MAS1A: I was going to the University of Toronto for an architecture degree. It was during this time that I was hitting a lot of open mics. I got picked up for an MTV Canada commercial and the ball went rolling from there.
Tim De Cotta: It was something I couldn't not do. It would always creep back into my main narrative.
MAS1A, you studied architecture while Tim, you studied communications. How did those degrees feed into your career in music right now?
MAS1A: When I get to have album release parties, I think about the space and the way in which people consume music. So beyond the obvious stuff, a lot of times I see really great artists in Singapore, and the audience doesn't translate because the sound wasn't good or the space... I know you're talented, and right now, the vibe of the space that people are in is not reflecting the artist that you are. That's underestimated a lot. That made me think a lot about a person's experience in music and the physical space of where the music is played.
Tim: I majored in advertising and public relations. If I have to write a song or go through the music, that's the natural part of things, but the learned side of it comes from school — and I know how to package it. How do I shape it right for people who have never heard it before?

***

▸ Instruction 1
In the interview excerpt, what did Tim De Cotta major in?

***

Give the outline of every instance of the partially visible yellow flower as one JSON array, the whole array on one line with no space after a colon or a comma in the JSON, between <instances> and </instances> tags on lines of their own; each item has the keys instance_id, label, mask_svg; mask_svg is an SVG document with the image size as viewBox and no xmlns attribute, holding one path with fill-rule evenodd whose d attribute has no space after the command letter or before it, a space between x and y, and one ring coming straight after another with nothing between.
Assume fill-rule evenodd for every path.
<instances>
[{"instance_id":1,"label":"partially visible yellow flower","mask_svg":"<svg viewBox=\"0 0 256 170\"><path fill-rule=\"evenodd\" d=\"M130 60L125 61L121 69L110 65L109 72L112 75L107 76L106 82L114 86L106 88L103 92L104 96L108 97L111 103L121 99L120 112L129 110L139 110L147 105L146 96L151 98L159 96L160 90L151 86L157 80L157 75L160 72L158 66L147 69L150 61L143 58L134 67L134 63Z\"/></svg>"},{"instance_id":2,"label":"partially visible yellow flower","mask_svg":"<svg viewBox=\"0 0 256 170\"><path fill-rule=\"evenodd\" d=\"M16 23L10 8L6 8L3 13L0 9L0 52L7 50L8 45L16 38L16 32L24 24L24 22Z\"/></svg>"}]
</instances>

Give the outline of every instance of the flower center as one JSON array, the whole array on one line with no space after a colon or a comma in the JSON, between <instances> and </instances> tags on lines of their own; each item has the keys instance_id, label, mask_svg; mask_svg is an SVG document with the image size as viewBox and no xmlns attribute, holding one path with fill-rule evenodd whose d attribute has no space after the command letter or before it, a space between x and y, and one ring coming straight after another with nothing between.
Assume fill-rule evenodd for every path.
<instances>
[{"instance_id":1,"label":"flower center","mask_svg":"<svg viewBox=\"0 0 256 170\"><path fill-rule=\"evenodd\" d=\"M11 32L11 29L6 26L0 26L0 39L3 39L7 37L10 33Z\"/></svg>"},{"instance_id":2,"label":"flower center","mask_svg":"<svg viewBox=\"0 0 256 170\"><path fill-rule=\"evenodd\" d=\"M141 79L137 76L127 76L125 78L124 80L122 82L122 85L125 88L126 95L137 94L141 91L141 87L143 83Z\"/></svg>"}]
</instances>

***

▸ Instruction 2
Arrange the records from the line containing "Give the outline of every instance of the flower" through the end of the records as a two-column CSV with the columns input and output. Give one row per record, with its text and its answer each in a single quoted field and line breaks turned into spaces.

▸ Reply 1
Advertising and public relations.

▸ Reply 2
input,output
"Give the outline of every instance of the flower center as one JSON array, the whole array on one line with no space after a colon or a comma in the JSON, between <instances> and </instances> tags on lines of their own; each item has the keys instance_id, label, mask_svg; mask_svg is an SVG document with the image size as viewBox and no xmlns attribute, holding one path with fill-rule evenodd whose d attribute has no space after the command letter or before it, a space between x and y, and one ring coming straight after another with nothing between. Assume fill-rule evenodd for every path.","<instances> [{""instance_id"":1,""label"":""flower center"",""mask_svg"":""<svg viewBox=\""0 0 256 170\""><path fill-rule=\""evenodd\"" d=\""M11 32L11 29L6 26L0 26L0 39L3 39L7 37L10 33Z\""/></svg>""},{""instance_id"":2,""label"":""flower center"",""mask_svg"":""<svg viewBox=\""0 0 256 170\""><path fill-rule=\""evenodd\"" d=\""M141 79L137 76L127 76L125 78L124 80L122 82L122 85L125 88L126 95L137 94L141 91L141 87L143 83Z\""/></svg>""}] </instances>"